>> Start TEXT BLOCK

Private markets in focus

In February 2025, the Australian Securities and Investments Commission released Australia’s evolving capital markets: a discussion paper on the dynamics between public and private markets and called for feedback and debate on its regulatory approach to the growing private equity and debt markets. The regulator gave delegates at the KangaNews Debt Capital Market Summit a deeper insight into the consultation and what it seeks to achieve.

INTERVIEWEE
  • Andrew Templer Senior Executive Leader, Market Conduct AUSTRALIAN SECURITIES AND INVESTMENTS COMMISSION
INTERVIEWER
  • Meredith Paynter Partner KING & WOOD MALLESONS

What prompted ASIC [the Australian Securities and Investments Commission] to issue this paper?

Public markets are changing and private markets are growing. Ensuring we have healthy capital markets in public and private sectors, as well as in debt and equity, is crucial to the robustness of the Australian economy. It is also important to provide companies with opportunities to support business growth to take our economy into the future.

We believe now is the right time to review our approach and to consider the regulatory settings. We also wanted to invite the industry to share its ideas as well as to provide feedback on our suggestions about how we can improve market operations and best prepare for the future.

Our paper aims to facilitate discussion on the implications of changing market conditions. We hope to build a shared understanding so we can assess the issues that have been introduced in our paper, as well as any others the market might raise, and then have a discussion about whether regulatory intervention is needed.

>> End TEXT BLOCK
>> Start GIVEN ENTRIES

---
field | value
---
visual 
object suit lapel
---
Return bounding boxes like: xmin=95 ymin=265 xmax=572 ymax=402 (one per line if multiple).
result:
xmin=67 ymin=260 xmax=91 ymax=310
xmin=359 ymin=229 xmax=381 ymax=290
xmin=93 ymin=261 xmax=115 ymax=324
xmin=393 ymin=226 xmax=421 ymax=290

>> End GIVEN ENTRIES

_EXERCISES TO COMPLETE_
(a) Rewrite every line of the listing, requests included, shifting each bounding box coordinate in the answers up by 131.
(b) Pick up the interview on private markets after its last sentence and keep it going.
The interview on private markets and the listing were taken from separate sources.

_OUTPUTS BY TASK_
(a)
---
field | value
---
visual 
object suit lapel
---
Return bounding boxes like: xmin=95 ymin=265 xmax=572 ymax=402 (one per line if multiple).
result:
xmin=198 ymin=391 xmax=222 ymax=441
xmin=490 ymin=360 xmax=512 ymax=421
xmin=224 ymin=392 xmax=246 ymax=455
xmin=524 ymin=357 xmax=552 ymax=421

(b)
There might have been an expectation in anticipation of the discussion paper that ASIC would come up with a consultation paper with a range of proposals relating to proposed changes to our regulatory settings. We haven’t taken this approach at all. Instead, the paper makes clear our preliminary views and gives an outline of how our work is already changing to adapt to the changes we are seeing in these markets.

A key question in our minds is whether existing regulatory settings are contributing to perceived issues and whether there is any need for intervention.

Finally, I would like the audience to understand that we are not looking only to tighten regulation. We are also looking at ways to simplify our regulatory processes and make them more efficient and user-friendly.

The paper contains data that show the extent to which the Australian public market, especially the equity market, is shrinking. Is this phenomenon unique to Australia?

No – we have seen similar changes in a number of developed markets. The research report that accompanies our discussion paper shows that these structural changes began in the US in the 1990s, and in the UK after the global financial crisis.

In Australia, we have observed a minor decline in recent times. But the number of listed companies has tended to move within a band and we might be seeing the market starting to pick up again.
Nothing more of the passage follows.